- **EXERCISE DETAILS**
Switch "thickest part" to "widest part" in the lines starting with the line containing "the eye ring;" and going on through the last line, changing nothing else. Return only those lines.

- **SUPPLIED DATA**
-*-*-

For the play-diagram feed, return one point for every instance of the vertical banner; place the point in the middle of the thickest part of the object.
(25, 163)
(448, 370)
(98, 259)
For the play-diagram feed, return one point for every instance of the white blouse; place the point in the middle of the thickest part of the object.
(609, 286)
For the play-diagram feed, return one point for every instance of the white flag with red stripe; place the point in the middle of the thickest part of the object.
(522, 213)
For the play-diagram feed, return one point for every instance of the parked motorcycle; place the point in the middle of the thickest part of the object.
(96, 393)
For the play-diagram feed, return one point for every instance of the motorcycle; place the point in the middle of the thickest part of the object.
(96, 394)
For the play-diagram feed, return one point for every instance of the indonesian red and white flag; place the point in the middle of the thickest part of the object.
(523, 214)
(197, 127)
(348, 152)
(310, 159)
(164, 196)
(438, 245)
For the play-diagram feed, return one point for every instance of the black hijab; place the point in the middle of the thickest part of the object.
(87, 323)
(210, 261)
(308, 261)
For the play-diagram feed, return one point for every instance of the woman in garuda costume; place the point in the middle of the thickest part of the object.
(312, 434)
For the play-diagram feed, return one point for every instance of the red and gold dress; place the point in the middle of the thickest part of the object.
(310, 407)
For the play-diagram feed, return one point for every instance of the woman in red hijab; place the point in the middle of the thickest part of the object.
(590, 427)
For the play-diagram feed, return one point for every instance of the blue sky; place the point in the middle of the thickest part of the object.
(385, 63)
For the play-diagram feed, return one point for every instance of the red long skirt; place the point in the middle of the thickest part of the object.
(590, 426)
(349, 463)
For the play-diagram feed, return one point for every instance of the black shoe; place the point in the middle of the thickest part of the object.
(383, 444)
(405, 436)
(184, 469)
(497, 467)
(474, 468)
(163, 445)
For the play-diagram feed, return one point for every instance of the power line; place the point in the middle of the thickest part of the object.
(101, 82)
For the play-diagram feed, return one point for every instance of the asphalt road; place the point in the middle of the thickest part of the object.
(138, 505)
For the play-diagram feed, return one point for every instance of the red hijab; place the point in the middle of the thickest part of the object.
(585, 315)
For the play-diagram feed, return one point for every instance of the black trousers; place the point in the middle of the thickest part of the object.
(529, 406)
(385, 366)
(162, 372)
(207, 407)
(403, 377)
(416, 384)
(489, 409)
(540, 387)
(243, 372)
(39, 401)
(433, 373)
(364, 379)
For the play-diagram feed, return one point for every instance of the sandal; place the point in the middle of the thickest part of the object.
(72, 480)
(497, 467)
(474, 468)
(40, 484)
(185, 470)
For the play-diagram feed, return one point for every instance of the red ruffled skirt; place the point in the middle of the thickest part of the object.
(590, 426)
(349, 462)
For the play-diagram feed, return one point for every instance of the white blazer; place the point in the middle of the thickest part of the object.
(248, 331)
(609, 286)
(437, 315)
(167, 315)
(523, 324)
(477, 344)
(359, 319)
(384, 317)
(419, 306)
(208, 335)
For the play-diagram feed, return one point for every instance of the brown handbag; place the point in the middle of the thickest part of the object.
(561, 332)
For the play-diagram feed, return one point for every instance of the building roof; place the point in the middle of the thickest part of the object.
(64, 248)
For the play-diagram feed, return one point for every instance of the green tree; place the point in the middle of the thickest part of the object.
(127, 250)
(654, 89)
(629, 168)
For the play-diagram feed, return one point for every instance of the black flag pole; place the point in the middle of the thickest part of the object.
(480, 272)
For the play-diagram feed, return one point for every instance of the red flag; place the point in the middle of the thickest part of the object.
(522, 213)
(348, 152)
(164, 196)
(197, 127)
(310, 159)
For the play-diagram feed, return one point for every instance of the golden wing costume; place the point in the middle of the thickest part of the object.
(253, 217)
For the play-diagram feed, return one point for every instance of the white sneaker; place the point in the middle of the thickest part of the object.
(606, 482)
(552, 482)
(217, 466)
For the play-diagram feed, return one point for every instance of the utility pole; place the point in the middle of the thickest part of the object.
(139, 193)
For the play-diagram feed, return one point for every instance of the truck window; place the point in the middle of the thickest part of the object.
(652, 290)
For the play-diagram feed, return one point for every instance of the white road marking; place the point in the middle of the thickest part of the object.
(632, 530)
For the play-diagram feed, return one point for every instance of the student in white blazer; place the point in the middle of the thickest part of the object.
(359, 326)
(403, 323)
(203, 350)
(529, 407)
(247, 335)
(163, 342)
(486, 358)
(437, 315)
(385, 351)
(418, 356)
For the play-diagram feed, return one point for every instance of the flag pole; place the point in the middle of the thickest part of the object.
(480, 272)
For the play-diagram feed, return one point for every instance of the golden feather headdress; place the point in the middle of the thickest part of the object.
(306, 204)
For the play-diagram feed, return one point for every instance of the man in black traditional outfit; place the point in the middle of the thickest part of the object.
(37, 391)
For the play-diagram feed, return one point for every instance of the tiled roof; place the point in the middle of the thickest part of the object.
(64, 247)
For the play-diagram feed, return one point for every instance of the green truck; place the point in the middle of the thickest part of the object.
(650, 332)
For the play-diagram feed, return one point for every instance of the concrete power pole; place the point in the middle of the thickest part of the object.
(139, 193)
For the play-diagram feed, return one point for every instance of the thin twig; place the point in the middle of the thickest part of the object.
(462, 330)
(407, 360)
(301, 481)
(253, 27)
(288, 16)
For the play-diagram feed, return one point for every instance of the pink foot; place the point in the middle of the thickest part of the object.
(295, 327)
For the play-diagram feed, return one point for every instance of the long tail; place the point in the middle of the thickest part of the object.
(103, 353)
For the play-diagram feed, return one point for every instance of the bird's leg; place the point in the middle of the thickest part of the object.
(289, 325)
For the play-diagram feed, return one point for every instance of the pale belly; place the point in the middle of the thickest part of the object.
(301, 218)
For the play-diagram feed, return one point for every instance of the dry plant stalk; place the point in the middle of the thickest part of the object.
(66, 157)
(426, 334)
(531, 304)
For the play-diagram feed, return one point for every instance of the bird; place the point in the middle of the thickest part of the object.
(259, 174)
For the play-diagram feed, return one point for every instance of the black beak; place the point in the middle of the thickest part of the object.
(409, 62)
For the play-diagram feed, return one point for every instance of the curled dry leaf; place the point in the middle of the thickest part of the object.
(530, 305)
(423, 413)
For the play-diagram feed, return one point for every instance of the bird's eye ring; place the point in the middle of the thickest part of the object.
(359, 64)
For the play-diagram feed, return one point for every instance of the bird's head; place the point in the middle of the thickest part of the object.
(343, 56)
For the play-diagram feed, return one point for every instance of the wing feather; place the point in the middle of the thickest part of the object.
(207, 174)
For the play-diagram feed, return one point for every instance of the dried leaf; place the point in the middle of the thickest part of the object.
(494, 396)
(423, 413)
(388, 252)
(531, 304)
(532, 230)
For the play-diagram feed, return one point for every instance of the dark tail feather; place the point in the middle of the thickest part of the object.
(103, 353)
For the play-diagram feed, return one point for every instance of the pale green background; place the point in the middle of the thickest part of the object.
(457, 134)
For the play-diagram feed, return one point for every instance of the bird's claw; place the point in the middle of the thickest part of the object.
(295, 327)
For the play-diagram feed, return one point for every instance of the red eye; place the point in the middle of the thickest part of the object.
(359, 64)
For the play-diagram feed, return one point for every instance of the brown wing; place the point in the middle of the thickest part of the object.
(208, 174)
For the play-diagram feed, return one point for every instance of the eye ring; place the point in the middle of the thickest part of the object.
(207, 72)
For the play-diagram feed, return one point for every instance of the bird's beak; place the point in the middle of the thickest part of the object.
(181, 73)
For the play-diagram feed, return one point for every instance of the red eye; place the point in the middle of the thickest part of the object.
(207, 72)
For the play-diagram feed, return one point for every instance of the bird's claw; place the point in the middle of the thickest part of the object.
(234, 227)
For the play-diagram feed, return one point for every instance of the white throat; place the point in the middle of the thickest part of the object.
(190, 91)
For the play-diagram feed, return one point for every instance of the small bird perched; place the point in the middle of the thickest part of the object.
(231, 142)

-*-*-

- **RESPONSE BELOW**
For the play-diagram feed, return one point for every instance of the eye ring; place the point in the middle of the widest part of the object.
(207, 72)
For the play-diagram feed, return one point for every instance of the bird's beak; place the point in the middle of the widest part of the object.
(181, 73)
For the play-diagram feed, return one point for every instance of the red eye; place the point in the middle of the widest part of the object.
(207, 72)
For the play-diagram feed, return one point for every instance of the bird's claw; place the point in the middle of the widest part of the object.
(234, 227)
For the play-diagram feed, return one point for every instance of the white throat; place the point in the middle of the widest part of the object.
(190, 91)
For the play-diagram feed, return one point for every instance of the small bird perched; place the point in the middle of the widest part of the object.
(231, 142)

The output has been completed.